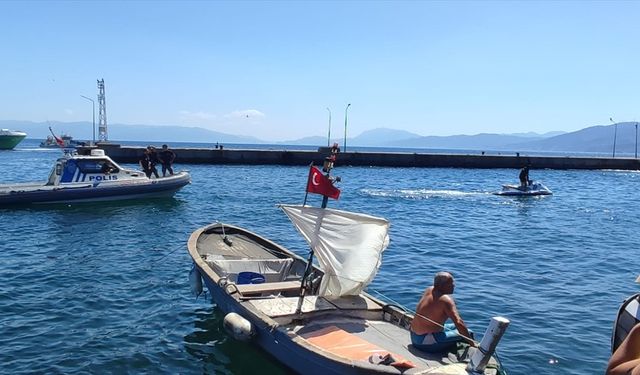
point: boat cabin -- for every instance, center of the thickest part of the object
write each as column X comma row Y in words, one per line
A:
column 93, row 168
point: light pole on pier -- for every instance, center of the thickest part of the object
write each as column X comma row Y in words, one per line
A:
column 345, row 127
column 615, row 134
column 636, row 140
column 94, row 118
column 329, row 134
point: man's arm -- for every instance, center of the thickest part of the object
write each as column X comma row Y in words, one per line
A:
column 452, row 313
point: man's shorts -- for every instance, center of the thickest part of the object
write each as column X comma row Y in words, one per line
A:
column 437, row 342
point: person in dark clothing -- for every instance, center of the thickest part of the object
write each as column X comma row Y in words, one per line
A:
column 154, row 160
column 166, row 158
column 524, row 177
column 145, row 163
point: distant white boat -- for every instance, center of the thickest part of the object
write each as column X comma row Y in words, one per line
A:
column 533, row 189
column 89, row 178
column 10, row 138
column 68, row 142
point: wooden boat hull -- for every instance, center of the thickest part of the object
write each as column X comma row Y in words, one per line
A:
column 282, row 334
column 628, row 316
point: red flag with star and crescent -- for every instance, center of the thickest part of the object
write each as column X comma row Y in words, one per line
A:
column 321, row 184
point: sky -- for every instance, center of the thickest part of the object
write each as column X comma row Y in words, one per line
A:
column 279, row 70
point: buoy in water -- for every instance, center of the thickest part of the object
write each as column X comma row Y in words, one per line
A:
column 196, row 281
column 237, row 326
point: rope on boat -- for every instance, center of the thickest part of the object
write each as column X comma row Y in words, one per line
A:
column 476, row 343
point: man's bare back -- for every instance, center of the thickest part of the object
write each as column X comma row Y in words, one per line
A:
column 436, row 306
column 432, row 307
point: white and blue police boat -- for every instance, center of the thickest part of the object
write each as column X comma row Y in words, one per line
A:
column 90, row 178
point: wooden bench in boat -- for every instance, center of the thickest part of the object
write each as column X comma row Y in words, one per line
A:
column 346, row 345
column 281, row 286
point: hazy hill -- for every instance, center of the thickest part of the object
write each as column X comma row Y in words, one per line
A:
column 592, row 139
column 467, row 142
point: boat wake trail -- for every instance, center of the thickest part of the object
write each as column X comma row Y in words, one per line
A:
column 420, row 193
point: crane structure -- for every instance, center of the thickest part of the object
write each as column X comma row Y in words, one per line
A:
column 102, row 113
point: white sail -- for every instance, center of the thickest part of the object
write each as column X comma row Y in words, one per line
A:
column 348, row 246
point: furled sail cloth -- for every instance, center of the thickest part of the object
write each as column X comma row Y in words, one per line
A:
column 348, row 246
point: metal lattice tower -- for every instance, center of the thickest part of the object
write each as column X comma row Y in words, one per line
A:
column 102, row 104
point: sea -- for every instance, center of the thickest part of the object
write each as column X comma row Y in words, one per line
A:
column 103, row 287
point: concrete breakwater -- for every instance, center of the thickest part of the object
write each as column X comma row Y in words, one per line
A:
column 382, row 159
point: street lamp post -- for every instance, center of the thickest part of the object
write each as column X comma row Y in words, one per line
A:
column 636, row 140
column 345, row 127
column 615, row 134
column 329, row 134
column 94, row 118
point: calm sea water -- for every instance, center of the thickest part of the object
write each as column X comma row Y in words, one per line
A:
column 103, row 288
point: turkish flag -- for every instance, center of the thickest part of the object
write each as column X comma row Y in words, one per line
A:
column 320, row 184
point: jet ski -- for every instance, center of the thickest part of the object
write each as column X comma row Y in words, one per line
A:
column 534, row 188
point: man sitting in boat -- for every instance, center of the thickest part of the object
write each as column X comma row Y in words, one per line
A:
column 428, row 329
column 626, row 359
column 524, row 178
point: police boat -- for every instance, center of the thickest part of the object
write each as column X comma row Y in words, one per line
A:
column 90, row 178
column 533, row 189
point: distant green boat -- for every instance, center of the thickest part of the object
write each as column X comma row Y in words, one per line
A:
column 10, row 138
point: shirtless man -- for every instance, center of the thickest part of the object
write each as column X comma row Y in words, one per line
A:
column 626, row 359
column 432, row 334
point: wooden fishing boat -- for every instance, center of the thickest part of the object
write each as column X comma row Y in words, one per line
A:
column 318, row 319
column 628, row 317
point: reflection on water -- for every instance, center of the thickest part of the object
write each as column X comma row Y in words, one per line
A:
column 220, row 354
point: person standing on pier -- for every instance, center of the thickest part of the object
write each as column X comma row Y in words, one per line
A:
column 154, row 160
column 167, row 157
column 524, row 177
column 145, row 163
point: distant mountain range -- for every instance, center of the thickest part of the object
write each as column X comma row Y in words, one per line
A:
column 595, row 139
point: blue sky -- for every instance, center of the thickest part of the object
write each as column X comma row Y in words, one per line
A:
column 271, row 69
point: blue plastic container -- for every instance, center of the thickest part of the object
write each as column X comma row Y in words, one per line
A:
column 250, row 278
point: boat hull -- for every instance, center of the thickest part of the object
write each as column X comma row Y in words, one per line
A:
column 276, row 331
column 536, row 189
column 9, row 142
column 278, row 344
column 628, row 316
column 22, row 194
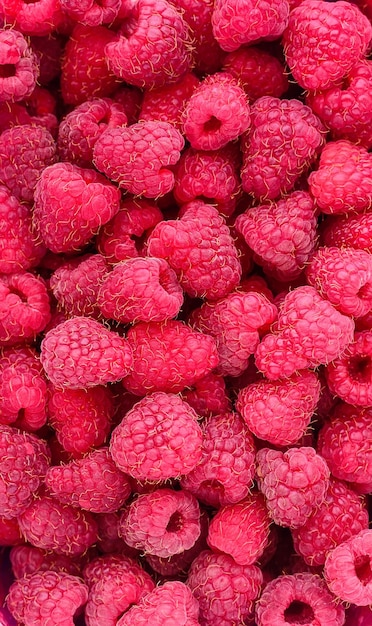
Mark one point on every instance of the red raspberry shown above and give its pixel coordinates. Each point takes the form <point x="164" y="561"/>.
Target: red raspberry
<point x="235" y="322"/>
<point x="71" y="204"/>
<point x="171" y="603"/>
<point x="24" y="460"/>
<point x="259" y="72"/>
<point x="221" y="605"/>
<point x="201" y="250"/>
<point x="343" y="181"/>
<point x="178" y="355"/>
<point x="158" y="439"/>
<point x="341" y="515"/>
<point x="47" y="597"/>
<point x="50" y="525"/>
<point x="242" y="22"/>
<point x="225" y="472"/>
<point x="140" y="289"/>
<point x="24" y="308"/>
<point x="280" y="412"/>
<point x="347" y="569"/>
<point x="302" y="598"/>
<point x="154" y="47"/>
<point x="309" y="332"/>
<point x="283" y="141"/>
<point x="82" y="353"/>
<point x="80" y="129"/>
<point x="84" y="68"/>
<point x="164" y="522"/>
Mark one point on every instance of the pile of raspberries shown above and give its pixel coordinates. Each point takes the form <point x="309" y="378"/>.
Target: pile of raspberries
<point x="185" y="312"/>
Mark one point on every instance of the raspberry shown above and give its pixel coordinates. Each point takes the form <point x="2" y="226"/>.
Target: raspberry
<point x="178" y="355"/>
<point x="302" y="598"/>
<point x="216" y="113"/>
<point x="309" y="332"/>
<point x="347" y="569"/>
<point x="154" y="47"/>
<point x="244" y="22"/>
<point x="221" y="604"/>
<point x="80" y="129"/>
<point x="47" y="597"/>
<point x="71" y="204"/>
<point x="284" y="139"/>
<point x="200" y="248"/>
<point x="343" y="181"/>
<point x="24" y="309"/>
<point x="225" y="472"/>
<point x="341" y="515"/>
<point x="171" y="603"/>
<point x="158" y="439"/>
<point x="50" y="525"/>
<point x="82" y="353"/>
<point x="164" y="522"/>
<point x="241" y="530"/>
<point x="280" y="412"/>
<point x="24" y="460"/>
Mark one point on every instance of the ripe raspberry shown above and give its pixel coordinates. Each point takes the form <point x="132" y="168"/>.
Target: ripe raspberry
<point x="232" y="601"/>
<point x="302" y="598"/>
<point x="259" y="72"/>
<point x="80" y="417"/>
<point x="158" y="439"/>
<point x="343" y="181"/>
<point x="280" y="412"/>
<point x="309" y="332"/>
<point x="50" y="525"/>
<point x="341" y="515"/>
<point x="171" y="603"/>
<point x="80" y="129"/>
<point x="25" y="308"/>
<point x="201" y="250"/>
<point x="71" y="204"/>
<point x="154" y="47"/>
<point x="178" y="355"/>
<point x="24" y="460"/>
<point x="284" y="139"/>
<point x="226" y="469"/>
<point x="347" y="569"/>
<point x="164" y="522"/>
<point x="47" y="597"/>
<point x="244" y="22"/>
<point x="82" y="353"/>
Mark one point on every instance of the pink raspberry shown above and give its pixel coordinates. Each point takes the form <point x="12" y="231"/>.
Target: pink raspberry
<point x="243" y="22"/>
<point x="233" y="600"/>
<point x="178" y="355"/>
<point x="309" y="332"/>
<point x="201" y="250"/>
<point x="216" y="113"/>
<point x="341" y="515"/>
<point x="284" y="139"/>
<point x="158" y="439"/>
<point x="347" y="569"/>
<point x="279" y="412"/>
<point x="81" y="417"/>
<point x="71" y="204"/>
<point x="154" y="47"/>
<point x="302" y="598"/>
<point x="80" y="129"/>
<point x="226" y="469"/>
<point x="47" y="597"/>
<point x="24" y="459"/>
<point x="164" y="522"/>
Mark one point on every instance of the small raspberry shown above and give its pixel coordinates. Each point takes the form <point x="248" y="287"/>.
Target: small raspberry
<point x="164" y="522"/>
<point x="158" y="439"/>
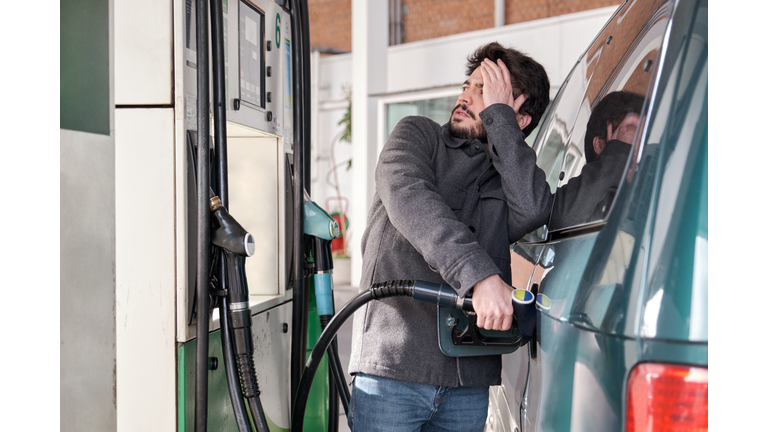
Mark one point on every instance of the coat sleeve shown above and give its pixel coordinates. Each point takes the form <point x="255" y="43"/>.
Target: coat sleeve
<point x="406" y="184"/>
<point x="525" y="186"/>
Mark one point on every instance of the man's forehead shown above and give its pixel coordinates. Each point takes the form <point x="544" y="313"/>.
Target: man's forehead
<point x="474" y="82"/>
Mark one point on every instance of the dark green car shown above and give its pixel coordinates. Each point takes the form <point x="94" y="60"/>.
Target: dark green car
<point x="621" y="340"/>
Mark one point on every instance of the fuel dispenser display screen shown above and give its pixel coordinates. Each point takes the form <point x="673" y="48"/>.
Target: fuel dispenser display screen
<point x="251" y="55"/>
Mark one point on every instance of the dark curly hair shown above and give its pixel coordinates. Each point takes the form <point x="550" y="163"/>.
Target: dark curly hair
<point x="612" y="109"/>
<point x="528" y="77"/>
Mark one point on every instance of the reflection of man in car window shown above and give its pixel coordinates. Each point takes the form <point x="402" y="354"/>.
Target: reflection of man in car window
<point x="608" y="141"/>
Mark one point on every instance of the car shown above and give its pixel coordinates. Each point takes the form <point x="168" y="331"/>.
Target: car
<point x="621" y="338"/>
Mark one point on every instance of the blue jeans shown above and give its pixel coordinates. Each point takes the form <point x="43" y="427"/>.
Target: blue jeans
<point x="383" y="404"/>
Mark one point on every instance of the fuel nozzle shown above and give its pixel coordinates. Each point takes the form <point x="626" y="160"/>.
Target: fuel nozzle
<point x="229" y="234"/>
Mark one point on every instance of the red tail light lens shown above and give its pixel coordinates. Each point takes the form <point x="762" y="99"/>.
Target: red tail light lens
<point x="665" y="397"/>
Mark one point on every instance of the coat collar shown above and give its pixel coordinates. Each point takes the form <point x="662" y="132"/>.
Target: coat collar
<point x="452" y="141"/>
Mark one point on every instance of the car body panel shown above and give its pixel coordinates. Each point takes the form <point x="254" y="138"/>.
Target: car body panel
<point x="631" y="286"/>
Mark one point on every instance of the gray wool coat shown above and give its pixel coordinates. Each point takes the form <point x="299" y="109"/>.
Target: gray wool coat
<point x="444" y="211"/>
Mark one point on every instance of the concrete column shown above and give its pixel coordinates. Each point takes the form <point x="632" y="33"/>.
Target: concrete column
<point x="369" y="76"/>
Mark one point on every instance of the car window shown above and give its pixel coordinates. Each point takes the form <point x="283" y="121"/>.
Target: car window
<point x="587" y="142"/>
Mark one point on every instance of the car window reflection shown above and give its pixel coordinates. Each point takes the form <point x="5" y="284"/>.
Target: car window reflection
<point x="608" y="141"/>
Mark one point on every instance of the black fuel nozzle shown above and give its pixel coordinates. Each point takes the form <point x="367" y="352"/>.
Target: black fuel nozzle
<point x="229" y="234"/>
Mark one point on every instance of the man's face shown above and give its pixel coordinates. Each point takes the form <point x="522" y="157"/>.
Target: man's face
<point x="465" y="122"/>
______
— OBJECTIVE —
Format as a Markdown table, with the columns Number and Record line, the part of the records that opens with the line containing "point: sea -- for" and closes with the line containing "column 320, row 184", both included. Number each line in order and leave out blank lines.

— OUTPUT OF THE EXERCISE —
| Number | Record line |
|---|---|
| 1 | point: sea -- for every instance, center of the thickest part of the object |
| 2 | write each as column X comma row Y in words, one per line |
| 3 | A: |
| 4 | column 103, row 287 |
| 5 | point: concrete breakwater -- for every instance, center of the thickest part of the object |
| 6 | write each as column X comma row Y in words, one per line |
| 7 | A: |
| 8 | column 382, row 159 |
| 9 | point: street lamp post -- for every instance, center of the thickest part of the object |
| 10 | write each as column X comma row Y in words, one per line |
| 11 | A: |
| 12 | column 636, row 140 |
| 13 | column 345, row 127 |
| 14 | column 615, row 134 |
| 15 | column 329, row 134 |
| 16 | column 94, row 118 |
| 17 | point: calm sea water -- for every instance, center of the thickest part of the object |
| 18 | write each as column X comma row Y in words, one per line |
| 19 | A: |
| 20 | column 103, row 288 |
| 21 | point: turkish flag -- for every instance, center of the thickest part of the object |
| 22 | write each as column X comma row Y in words, one per line |
| 23 | A: |
| 24 | column 320, row 184 |